▶ _Records to process_:
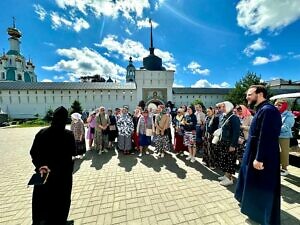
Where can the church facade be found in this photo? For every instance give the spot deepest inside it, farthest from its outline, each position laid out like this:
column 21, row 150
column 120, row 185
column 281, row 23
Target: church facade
column 21, row 96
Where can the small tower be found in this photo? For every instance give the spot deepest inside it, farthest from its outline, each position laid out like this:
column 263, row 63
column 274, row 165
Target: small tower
column 130, row 74
column 152, row 62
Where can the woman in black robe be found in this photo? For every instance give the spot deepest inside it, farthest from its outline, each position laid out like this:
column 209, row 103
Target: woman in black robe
column 52, row 152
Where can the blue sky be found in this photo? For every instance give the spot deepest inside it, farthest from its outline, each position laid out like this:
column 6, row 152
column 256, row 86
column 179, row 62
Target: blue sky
column 208, row 43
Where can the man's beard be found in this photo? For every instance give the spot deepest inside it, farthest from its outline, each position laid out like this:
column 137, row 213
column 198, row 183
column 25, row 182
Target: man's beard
column 252, row 104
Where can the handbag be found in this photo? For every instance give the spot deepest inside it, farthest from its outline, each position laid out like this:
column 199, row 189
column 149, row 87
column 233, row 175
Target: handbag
column 149, row 132
column 112, row 127
column 217, row 135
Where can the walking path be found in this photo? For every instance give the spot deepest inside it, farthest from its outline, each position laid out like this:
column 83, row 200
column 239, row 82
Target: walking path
column 115, row 189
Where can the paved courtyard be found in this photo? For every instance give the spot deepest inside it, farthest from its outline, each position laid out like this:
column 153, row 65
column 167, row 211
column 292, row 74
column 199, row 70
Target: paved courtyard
column 117, row 189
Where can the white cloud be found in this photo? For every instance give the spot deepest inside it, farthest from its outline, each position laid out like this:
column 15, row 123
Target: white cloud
column 206, row 84
column 129, row 9
column 296, row 56
column 257, row 45
column 134, row 49
column 264, row 60
column 145, row 23
column 38, row 9
column 257, row 15
column 85, row 61
column 195, row 68
column 49, row 44
column 58, row 21
column 46, row 80
column 58, row 77
column 177, row 85
column 80, row 24
column 75, row 23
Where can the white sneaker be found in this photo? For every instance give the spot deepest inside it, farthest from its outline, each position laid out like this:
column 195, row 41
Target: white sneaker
column 284, row 172
column 226, row 182
column 222, row 178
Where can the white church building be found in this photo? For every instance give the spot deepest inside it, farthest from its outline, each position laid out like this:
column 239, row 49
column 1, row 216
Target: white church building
column 21, row 96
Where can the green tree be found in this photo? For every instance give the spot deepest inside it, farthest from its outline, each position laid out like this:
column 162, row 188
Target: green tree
column 76, row 107
column 49, row 115
column 238, row 94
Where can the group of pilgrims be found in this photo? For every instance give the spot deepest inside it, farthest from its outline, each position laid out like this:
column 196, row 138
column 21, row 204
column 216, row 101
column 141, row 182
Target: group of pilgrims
column 185, row 129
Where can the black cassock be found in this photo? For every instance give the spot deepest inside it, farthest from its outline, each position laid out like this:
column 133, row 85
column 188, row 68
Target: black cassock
column 258, row 191
column 53, row 147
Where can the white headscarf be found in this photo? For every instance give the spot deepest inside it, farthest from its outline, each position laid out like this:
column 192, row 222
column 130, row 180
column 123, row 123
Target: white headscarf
column 76, row 116
column 228, row 106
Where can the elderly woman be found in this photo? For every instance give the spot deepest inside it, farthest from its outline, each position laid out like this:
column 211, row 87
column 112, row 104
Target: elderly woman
column 210, row 125
column 145, row 128
column 288, row 121
column 179, row 147
column 91, row 120
column 189, row 138
column 125, row 129
column 228, row 144
column 102, row 129
column 162, row 122
column 77, row 127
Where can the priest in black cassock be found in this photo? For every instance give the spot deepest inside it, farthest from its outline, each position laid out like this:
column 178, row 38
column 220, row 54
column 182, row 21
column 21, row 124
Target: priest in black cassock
column 258, row 185
column 52, row 152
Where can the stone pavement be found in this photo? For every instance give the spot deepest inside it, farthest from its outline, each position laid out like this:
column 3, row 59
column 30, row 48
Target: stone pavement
column 117, row 189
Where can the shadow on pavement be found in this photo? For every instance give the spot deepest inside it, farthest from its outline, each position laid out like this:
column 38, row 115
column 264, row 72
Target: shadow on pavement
column 289, row 195
column 127, row 161
column 293, row 180
column 99, row 160
column 168, row 160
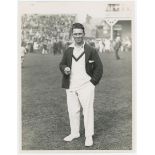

▶ _Exercise description_: Set every line of the records down again exactly, and exclude all pictures.

▶ _Finished task_:
Where can the church facade be found in this photo? For every instance give the spot deepest inside it, farthest from its outline, each position laid out like this:
column 21, row 150
column 120, row 185
column 281, row 23
Target: church facade
column 21, row 96
Where can the small tower be found in this photo? For every instance give the spot deepest inside it, farthest from its outline, each position laid out like this:
column 263, row 63
column 274, row 165
Target: small tower
column 130, row 74
column 152, row 62
Where can the woman in black robe be found in this photo? For every instance give the spot deepest inside it, farthest from its outline, each position laid out like this:
column 209, row 103
Target: woman in black robe
column 52, row 152
Where can the blue sky be found in this photo? For every instance give the spot deepest inside it, farthest from its outline, each position laid out like this:
column 6, row 152
column 256, row 86
column 179, row 62
Target: blue sky
column 208, row 43
Where can the man's beard be found in this photo? For every instance give the spot deepest inside it, farthest from its outline, each position laid out like this:
column 137, row 213
column 198, row 183
column 25, row 182
Target: man's beard
column 252, row 104
Where can the handbag be found in this photo? For every instance give the spot deepest inside it, farthest from its outline, each position laid out like this:
column 199, row 189
column 149, row 87
column 233, row 175
Target: handbag
column 149, row 132
column 112, row 127
column 217, row 135
Where can the walking path be found in this photo? For every instance give the spot deepest inside it, farthest from its outline, each position laid out like this:
column 83, row 200
column 239, row 82
Target: walking path
column 115, row 189
Where can the paved courtyard be found in this photo? For every instance give the spot deepest inside it, farthest from its outline, each position laid out like this:
column 153, row 65
column 167, row 211
column 292, row 74
column 199, row 70
Target: paved courtyard
column 117, row 189
Where can the white cloud be found in this photo? For every instance give the spot deepest inside it, farthest from its outline, each position laid out like this:
column 15, row 123
Target: white cloud
column 206, row 84
column 129, row 9
column 296, row 56
column 257, row 45
column 134, row 49
column 264, row 60
column 145, row 23
column 38, row 9
column 257, row 15
column 85, row 61
column 195, row 68
column 49, row 44
column 58, row 21
column 46, row 80
column 58, row 77
column 177, row 85
column 80, row 24
column 75, row 23
Where can the white sneaker be found in this photo? For every instance give the spot deepest inside it, farthest from its outline, each position laid out like this:
column 195, row 41
Target: white sneaker
column 284, row 172
column 226, row 182
column 222, row 178
Where can the white church building be found in this photo? For every instance give the spot deepest inside it, farthest from its outline, each position laid out like this:
column 239, row 49
column 1, row 216
Target: white church building
column 21, row 96
Where can the green tree be found in this photo? For every instance give the spot deepest inside it, farthest from its outline, each position laid out like this:
column 162, row 188
Target: green tree
column 76, row 107
column 49, row 115
column 238, row 94
Where can the group of pilgrims be found in this photo? For every instance give the spot deepest inside it, farthest from its outline, each position laid out like this:
column 196, row 138
column 21, row 204
column 216, row 101
column 141, row 182
Target: group of pilgrims
column 185, row 129
Where can the black cassock be found in this photo? For every instance give the spot deepest inside it, farthest from its outline, each position laid out like this:
column 133, row 85
column 188, row 68
Target: black cassock
column 258, row 191
column 53, row 147
Where can the white headscarf be found in this photo? For every instance give the spot deepest inside it, farthest from its outline, each position laid out like this:
column 192, row 222
column 130, row 180
column 123, row 123
Target: white headscarf
column 76, row 116
column 228, row 106
Where can the elderly woman be found in this photo? For every instance give the spot deepest inside it, farthest from its outline, each position laid out like this:
column 211, row 87
column 112, row 104
Target: elderly woman
column 210, row 125
column 145, row 128
column 288, row 121
column 179, row 147
column 91, row 120
column 189, row 138
column 125, row 129
column 228, row 144
column 102, row 129
column 162, row 122
column 77, row 127
Where can the priest in black cassock be found in this photo? For every instance give the spot deepest inside it, farthest from its outline, each position laid out like this:
column 178, row 38
column 220, row 54
column 182, row 21
column 21, row 124
Target: priest in black cassock
column 258, row 185
column 52, row 152
Where can the stone pavement be found in this photo? For every instance give the spot deepest inside it, farthest from its outline, each position laid out like this:
column 3, row 59
column 30, row 48
Target: stone pavement
column 117, row 189
Where can the shadow on pavement be found in this photo? For every instance give the spot deepest inside it, farthest from its outline, each position laid out like this:
column 38, row 115
column 264, row 72
Target: shadow on pavement
column 289, row 195
column 127, row 161
column 293, row 180
column 99, row 160
column 168, row 160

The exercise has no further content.